[To be done]:
Convert each line of the data below into one string in a JSON array, leaving out any blank lines.

[Excerpted data]:
[START]
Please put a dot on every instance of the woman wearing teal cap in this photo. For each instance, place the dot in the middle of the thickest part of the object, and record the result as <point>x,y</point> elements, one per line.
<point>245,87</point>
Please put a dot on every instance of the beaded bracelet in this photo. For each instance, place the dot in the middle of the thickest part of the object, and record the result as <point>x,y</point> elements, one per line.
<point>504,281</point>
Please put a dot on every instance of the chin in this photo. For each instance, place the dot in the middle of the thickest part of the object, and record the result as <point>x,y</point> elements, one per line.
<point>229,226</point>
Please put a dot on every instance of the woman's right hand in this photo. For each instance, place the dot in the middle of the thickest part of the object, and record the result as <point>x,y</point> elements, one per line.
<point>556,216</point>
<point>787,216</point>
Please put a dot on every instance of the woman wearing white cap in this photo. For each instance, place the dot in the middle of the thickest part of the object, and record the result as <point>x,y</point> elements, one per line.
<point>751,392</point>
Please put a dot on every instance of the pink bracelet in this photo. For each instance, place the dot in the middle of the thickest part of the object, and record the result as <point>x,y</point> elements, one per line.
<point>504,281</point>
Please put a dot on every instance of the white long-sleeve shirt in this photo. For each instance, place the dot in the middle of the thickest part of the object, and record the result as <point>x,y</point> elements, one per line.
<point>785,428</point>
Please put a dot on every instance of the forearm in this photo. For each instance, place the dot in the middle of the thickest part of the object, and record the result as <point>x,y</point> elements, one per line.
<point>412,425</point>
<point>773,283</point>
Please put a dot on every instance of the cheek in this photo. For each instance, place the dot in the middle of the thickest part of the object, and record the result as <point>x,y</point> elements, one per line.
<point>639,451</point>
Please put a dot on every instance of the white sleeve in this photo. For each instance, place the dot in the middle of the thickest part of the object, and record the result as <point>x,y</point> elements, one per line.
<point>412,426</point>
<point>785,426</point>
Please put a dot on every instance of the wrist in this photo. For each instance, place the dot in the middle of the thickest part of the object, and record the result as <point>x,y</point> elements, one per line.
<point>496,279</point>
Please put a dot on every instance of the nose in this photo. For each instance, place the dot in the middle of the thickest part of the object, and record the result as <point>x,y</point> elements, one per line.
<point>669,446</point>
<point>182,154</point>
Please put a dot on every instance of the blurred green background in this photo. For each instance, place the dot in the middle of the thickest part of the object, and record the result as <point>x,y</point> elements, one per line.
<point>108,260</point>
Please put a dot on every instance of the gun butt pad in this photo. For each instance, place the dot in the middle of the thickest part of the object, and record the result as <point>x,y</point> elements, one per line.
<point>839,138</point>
[END]
[Complete answer]:
[
  "Please put a dot on every instance of the woman wearing teal cap in this photo. For each instance, place the dot in the middle of the thickest part of the object, and record the result as <point>x,y</point> elements, one per line.",
  "<point>245,87</point>",
  "Please put a dot on every instance of the beaded bracelet in this photo. For each instance, place the dot in the middle of the thickest part of the object, and record the result as <point>x,y</point> elements, one per line.",
  "<point>504,281</point>",
  "Please put a dot on every instance of the chin in this photo. For each instance, place the dot in the middle of the thickest part of the object, and record the result as <point>x,y</point> elements, one per line.",
  "<point>229,226</point>",
  "Please put a dot on every instance of the woman's right hand in this photo. For each instance, place the dot in the middle of the thickest part of the object, and record the result as <point>x,y</point> elements, one per line.",
  "<point>556,216</point>",
  "<point>787,216</point>",
  "Please put a dot on every instance of the woman wearing white cap in this photo. For each instance, place the dot in the middle of the thickest part of the object, and record the result as <point>x,y</point> elements, one per line.",
  "<point>751,392</point>",
  "Please put a dot on every instance of the pink bracelet in this photo. For each instance, place the dot in the middle of the thickest part of the object, and record the result as <point>x,y</point> elements, one per line.",
  "<point>504,281</point>",
  "Please put a dot on every instance of the white long-sleeve shirt in this photo. For each instance, place the dot in the middle of the thickest part of the object, and record the result as <point>x,y</point> elements, one per line.",
  "<point>785,428</point>",
  "Please put a dot on every instance of the forearm in this photo. For each instance, place the dot in the middle of the thickest part of the object, and record the result as <point>x,y</point> elements, one per line.",
  "<point>412,425</point>",
  "<point>773,283</point>",
  "Please put a dot on every instance of the cheek in this photo. For each instance, place the dot in the middle of the thickest part of the object, and record the result as <point>x,y</point> elements, one per line.",
  "<point>639,451</point>",
  "Please put a dot on every instance of the white sleeve in this photo. For each instance, place the dot in the middle of the thickest part of the object, and record the result as <point>x,y</point> elements, one per line.",
  "<point>412,426</point>",
  "<point>785,426</point>",
  "Please put a dot on every instance of the wrist in this photo. For each instance, place the dot in the middle of the thickest part of the object, and record the result as <point>x,y</point> elements, one per line.",
  "<point>496,279</point>",
  "Please put a dot on every instance of the nose in this photo. For each instance, place the dot in the middle of the thickest part of the object, and record the result as <point>x,y</point> elements, one per line.",
  "<point>669,446</point>",
  "<point>182,154</point>",
  "Please put a dot on every instance of the blurred green background in this photo. For each instance, place the dot in the middle of the thickest part of the object, and record the result as <point>x,y</point> elements, one per line.",
  "<point>108,260</point>",
  "Please put a dot on every instance of the gun butt pad in this photo. For each instance, place the dot in the middle of the thickest part of the object, and record the result as <point>x,y</point> elements, one per line.",
  "<point>839,138</point>"
]